What is wrong with teleoanalysis (if anything)? I came across the term 'teleoanalysis' in relation to medical trials. There is no Wikipedia article on it yet, but Google search has a few links to scientific papers and their critiques.
As far as I understand, one of the main concepts of teleoanalysis is: if A causes B, and B causes C, then we can conclude that A causes C. Here is a quote from the teleoanalysis founding paper:

‘It may also be necessary to quantify the individual effects that relate to
  separate steps in a causal pathway–that is, the effect of factor A on disease C
  is determined from the estimate of the effect of A on an intermediate factor B
  and the estimate of the effect of B on C, rather than by directly measuring the
  effect of A on C. The exercise is like putting together the pieces in a jigsaw
  puzzle.’

One of the criticism mentions that this A->B->C logic is deployed when randomised trials either failed to prove relationship between A and C or are impossible to conduct, but there is some evidence of relationship between A and B  as well as B and C. The objection is that this logic is unscientific.
I was wondering if there is anything wrong with A->B->C reasoning from experiment design and general statistical science point of view?
 A: I've just encountered this concept, "teleoanalysis" today, also in the context of medical trials. I consider it fallacious.
In logic, a conditional argument is one of the form:
If A, then B.
There are four "modes" of argumentation in a conditional argument:
1: Affirming the antecedent,i.e.

■ Task set:
1. From the teleoanalysis text, copy word for word the part that begins with "A: I've just" and stops after "Affirming the antecedent,i.e.".
2. Using the quote in the teleoanalysis text, list every lettered link in the causal pathway along with what the quote calls it.

■ Data excerpts:
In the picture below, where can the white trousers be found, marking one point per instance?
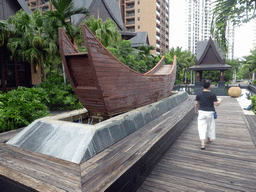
(206, 124)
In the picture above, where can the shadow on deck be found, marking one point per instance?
(227, 164)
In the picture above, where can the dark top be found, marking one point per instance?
(210, 97)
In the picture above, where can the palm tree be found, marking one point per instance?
(64, 10)
(29, 41)
(250, 63)
(106, 32)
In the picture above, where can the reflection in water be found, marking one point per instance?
(246, 93)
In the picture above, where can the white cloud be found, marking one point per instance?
(243, 39)
(243, 34)
(177, 23)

■ Per-task outputs:
1.
A: I've just encountered this concept, "teleoanalysis" today, also in the context of medical trials. I consider it fallacious.
In logic, a conditional argument is one of the form:
If A, then B.
There are four "modes" of argumentation in a conditional argument:
1: Affirming the antecedent,i.e.

2.
A: a factor (factor A)
B: an intermediate factor
C: a disease (disease C)